BEGIN Document

Read one of these books to deepen your understanding of the history of race in our community:
|Sorting Out The New South City by Tom Hanchett
One of the largest and fastest-growing cities in the South, Charlotte, North Carolina, came of age in the New South decades of the late nineteenth and early twentieth centuries, transforming itself from a rural courthouse village to the trading and financial hub of America’s premier textile manufacturing region. In this book, Thomas Hanchett traces the city’s spatial evolution over the course of a century, exploring the interplay of national trends and local forces that shaped Charlotte, and, by extension, other New South urban centers. Hanchett argues that racial and economic segregation are not age-old givens, but products of a decades-long process.
|Color & Character by Pamela Grundy
Color and Character is a remarkable book, capturing the story of the desegregation and resegregation of one of America’s greatest high schools. It brings to life fully the success and failure, joy and pain, hope and despair at the heart of the American pursuit of racial equality. And it shows that the hopes and dreams of millions of children and their advocates depend on the ability of our schools–and our society–to work for all of us, not just the privileged few.

END Document

▶ Stated exercise 1
Present the listing as a Markdown table with the columns Row and Line, numbering each row and omitting blank lines, from the first line of the listing through the line that contains "[[[122,0],[116,0],[116,4],[120,7],[122,7],[123,5],[123,2]]]", both ends included. Leave the pictures out of the table.

BEGIN Supplied entries

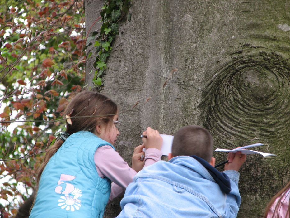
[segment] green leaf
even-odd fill
[[[120,25],[117,23],[112,23],[112,25],[111,25],[111,29],[112,29],[112,31],[113,33],[116,34],[118,35],[119,35],[119,27],[120,26]]]
[[[102,85],[102,79],[100,77],[98,77],[96,80],[93,80],[93,81],[96,85],[99,86]]]
[[[122,0],[116,0],[116,4],[120,7],[122,7],[123,5],[123,2]]]
[[[130,13],[128,14],[128,15],[127,15],[127,20],[129,22],[131,21],[131,17],[132,16],[132,14]]]
[[[110,43],[110,44],[112,42],[112,41],[113,41],[113,40],[115,38],[115,36],[110,36],[109,37],[108,37],[108,41]]]
[[[118,19],[120,16],[121,16],[120,12],[119,11],[113,10],[111,14],[111,19],[113,22],[115,22]]]
[[[103,73],[104,72],[104,70],[99,70],[99,72],[98,73],[98,74],[97,74],[97,77],[99,77],[102,75],[103,74]]]
[[[108,28],[105,28],[105,29],[104,29],[104,31],[105,31],[105,34],[106,35],[107,35],[108,33],[111,31],[111,28],[109,28],[109,29]]]
[[[110,43],[108,41],[102,43],[102,47],[106,51],[109,50],[109,47],[110,46]]]
[[[107,65],[105,63],[104,61],[99,61],[97,62],[97,66],[99,69],[102,70],[103,69],[105,69],[107,67]]]

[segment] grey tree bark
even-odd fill
[[[101,8],[104,6],[104,0],[86,0],[85,3],[85,14],[86,17],[86,32],[87,37],[91,36],[94,31],[100,32],[102,26],[101,19],[97,20],[100,16],[100,13],[102,11]],[[90,52],[95,54],[95,49],[94,49],[94,45],[91,45],[86,50],[87,59],[86,61],[86,84],[88,87],[93,86],[92,80],[94,79],[95,70],[94,67],[94,63],[96,59],[94,55],[88,58]]]
[[[148,126],[169,134],[204,126],[215,149],[263,143],[259,150],[277,156],[247,157],[238,216],[261,217],[289,179],[289,6],[286,0],[134,1],[101,91],[120,107],[121,155],[131,163]],[[226,159],[214,155],[217,163]],[[119,210],[117,200],[105,217]]]

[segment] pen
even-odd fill
[[[229,160],[227,160],[226,161],[224,161],[223,162],[222,162],[222,163],[220,163],[218,164],[217,165],[216,165],[215,166],[214,166],[214,168],[216,168],[217,167],[219,167],[220,166],[222,166],[222,165],[223,165],[224,164],[225,164],[226,163],[227,163],[228,162],[229,162]]]

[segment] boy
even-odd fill
[[[246,156],[230,153],[229,163],[220,172],[213,167],[213,143],[202,127],[180,129],[168,162],[159,161],[135,176],[118,217],[236,217],[241,201],[237,171]]]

END Supplied entries

▶ Stated exercise 2
Answer these questions from the reading list:
(a) Which city's spatial evolution does Thomas Hanchett trace?
(b) Who wrote Color & Character?
(c) According to the reading list, what story does Color and Character capture?

▶ Finished answer 1
| Row | Line |
|---|---|
| 1 | [segment] green leaf |
| 2 | even-odd fill |
| 3 | [[[120,25],[117,23],[112,23],[112,25],[111,25],[111,29],[112,29],[112,31],[113,33],[116,34],[118,35],[119,35],[119,27],[120,26]]] |
| 4 | [[[102,85],[102,79],[100,77],[98,77],[96,80],[93,80],[93,81],[96,85],[99,86]]] |
| 5 | [[[122,0],[116,0],[116,4],[120,7],[122,7],[123,5],[123,2]]] |

▶ Finished answer 2
(a) Charlotte, North Carolina.
(b) Pamela Grundy.
(c) The story of the desegregation and resegregation of one of America's greatest high schools.